» **PAGE EXCERPT**:
******

For the latter? Hmmm, yeah I suppose I agree, I'll make that adjustment.

> > + *
> > + * Otherwise, a pointer to the sample is returned. After initializing the
> > + * sample, callers must invoke user_ring_buffer__submit() to post the sample to
> > + * the kernel. Otherwise, the sample must be freed with
> > + * user_ring_buffer__discard().
> > + */
> 
> usual complaints about "ringbuffer", feels like a typo

No problem, I'll fix that here and in the rest of the patch-set.

> > +void *user_ring_buffer__reserve(struct user_ring_buffer *rb, __u32 size)
> > +{
> > +       __u32 avail_size, total_size, max_size;
> > +       /* 64-bit to avoid overflow in case of extreme application behavior */
> > +       __u64 cons_pos, prod_pos;
> > +       struct ringbuf_hdr *hdr;
> > +
> > +       /* Synchronizes with smp_store_release() in __bpf_user_ringbuf_peek() in
> > +        * the kernel.
> > +        */
> > +       cons_pos = smp_load_acquire(rb->consumer_pos);
> > +       /* Synchronizes with smp_store_release() in user_ringbuf__commit() */
> > +       prod_pos = smp_load_acquire(rb->producer_pos);
> > +
> > +       /* Round up size to a multiple of 8. */
> > +       size = (size + 7) / 8 * 8;
> > +       max_size = rb->mask + 1;
> > +       avail_size = max_size - (prod_pos - cons_pos);
> > +       total_size = size + BPF_RINGBUF_HDR_SZ;
> > +
> > +       if (total_size > max_size)
> > +               return errno = E2BIG, NULL;
> > +
> > +       if (avail_size < total_size)

******

Annotation dataset entries:
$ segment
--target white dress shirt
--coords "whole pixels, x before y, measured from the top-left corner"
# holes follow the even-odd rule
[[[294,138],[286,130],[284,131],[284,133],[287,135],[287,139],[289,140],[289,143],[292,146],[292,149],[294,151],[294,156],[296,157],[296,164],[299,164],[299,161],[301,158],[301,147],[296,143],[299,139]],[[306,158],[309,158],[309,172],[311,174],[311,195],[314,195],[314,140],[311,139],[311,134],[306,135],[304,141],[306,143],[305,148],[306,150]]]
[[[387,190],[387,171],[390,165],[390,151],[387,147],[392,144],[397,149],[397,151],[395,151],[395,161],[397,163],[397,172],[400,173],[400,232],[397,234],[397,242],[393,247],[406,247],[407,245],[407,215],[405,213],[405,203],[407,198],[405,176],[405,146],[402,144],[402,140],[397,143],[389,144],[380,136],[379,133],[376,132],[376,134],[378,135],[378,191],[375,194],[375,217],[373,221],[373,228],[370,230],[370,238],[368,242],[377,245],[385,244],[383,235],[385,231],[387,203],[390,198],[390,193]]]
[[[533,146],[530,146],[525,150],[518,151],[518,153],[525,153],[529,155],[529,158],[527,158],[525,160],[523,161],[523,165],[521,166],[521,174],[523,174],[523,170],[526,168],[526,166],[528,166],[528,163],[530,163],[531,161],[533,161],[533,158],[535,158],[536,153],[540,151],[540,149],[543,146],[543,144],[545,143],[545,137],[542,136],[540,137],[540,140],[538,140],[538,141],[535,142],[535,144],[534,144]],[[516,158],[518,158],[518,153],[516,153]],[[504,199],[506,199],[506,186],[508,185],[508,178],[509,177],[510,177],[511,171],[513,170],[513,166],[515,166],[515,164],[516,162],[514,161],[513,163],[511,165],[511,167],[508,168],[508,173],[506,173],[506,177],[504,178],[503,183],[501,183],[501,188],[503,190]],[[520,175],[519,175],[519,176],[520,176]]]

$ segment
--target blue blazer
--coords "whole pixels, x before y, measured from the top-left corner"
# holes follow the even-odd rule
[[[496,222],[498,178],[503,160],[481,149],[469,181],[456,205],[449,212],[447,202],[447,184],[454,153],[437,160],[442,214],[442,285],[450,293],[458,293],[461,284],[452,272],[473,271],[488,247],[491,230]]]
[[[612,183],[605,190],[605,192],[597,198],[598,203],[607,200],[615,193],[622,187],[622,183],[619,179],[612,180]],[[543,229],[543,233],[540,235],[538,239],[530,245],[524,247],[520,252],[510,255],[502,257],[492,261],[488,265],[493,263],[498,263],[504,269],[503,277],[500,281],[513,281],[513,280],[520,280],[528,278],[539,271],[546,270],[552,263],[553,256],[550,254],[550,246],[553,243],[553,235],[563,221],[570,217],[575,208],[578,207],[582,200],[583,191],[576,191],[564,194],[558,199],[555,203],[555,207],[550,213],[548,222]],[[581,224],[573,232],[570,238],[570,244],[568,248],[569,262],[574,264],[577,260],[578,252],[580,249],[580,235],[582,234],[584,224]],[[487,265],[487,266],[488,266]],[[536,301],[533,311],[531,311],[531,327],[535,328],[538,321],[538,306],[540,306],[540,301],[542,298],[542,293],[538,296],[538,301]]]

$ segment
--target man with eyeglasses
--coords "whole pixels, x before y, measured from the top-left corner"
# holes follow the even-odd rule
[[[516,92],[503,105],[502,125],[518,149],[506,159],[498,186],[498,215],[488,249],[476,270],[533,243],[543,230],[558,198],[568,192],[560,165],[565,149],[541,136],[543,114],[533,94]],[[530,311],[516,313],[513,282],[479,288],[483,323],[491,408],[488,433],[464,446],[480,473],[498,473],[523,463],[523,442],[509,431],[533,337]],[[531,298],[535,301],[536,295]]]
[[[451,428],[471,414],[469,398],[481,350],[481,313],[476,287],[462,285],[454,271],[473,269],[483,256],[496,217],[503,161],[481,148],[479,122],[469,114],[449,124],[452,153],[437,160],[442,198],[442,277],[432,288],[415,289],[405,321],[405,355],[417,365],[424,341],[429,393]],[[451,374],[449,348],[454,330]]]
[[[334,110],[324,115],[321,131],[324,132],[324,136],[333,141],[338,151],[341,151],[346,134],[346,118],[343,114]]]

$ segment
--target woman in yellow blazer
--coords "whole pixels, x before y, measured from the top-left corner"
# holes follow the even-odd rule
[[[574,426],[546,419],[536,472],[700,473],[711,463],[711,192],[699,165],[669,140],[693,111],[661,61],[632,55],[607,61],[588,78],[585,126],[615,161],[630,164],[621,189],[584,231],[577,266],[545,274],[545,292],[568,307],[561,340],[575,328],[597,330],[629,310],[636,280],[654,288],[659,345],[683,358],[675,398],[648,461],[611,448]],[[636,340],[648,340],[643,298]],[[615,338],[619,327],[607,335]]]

******

» **YOUR TASK**:
Answer these questions using the code review excerpt above:
(a) After initializing a sample, which function must callers invoke to post it to the kernel?
(b) To what multiple is the size rounded up?
(c) What errno value is set when total_size is greater than max_size?

» **EXPECTED ANSWER**:
(a) user_ring_buffer__submit()
(b) 8
(c) E2BIG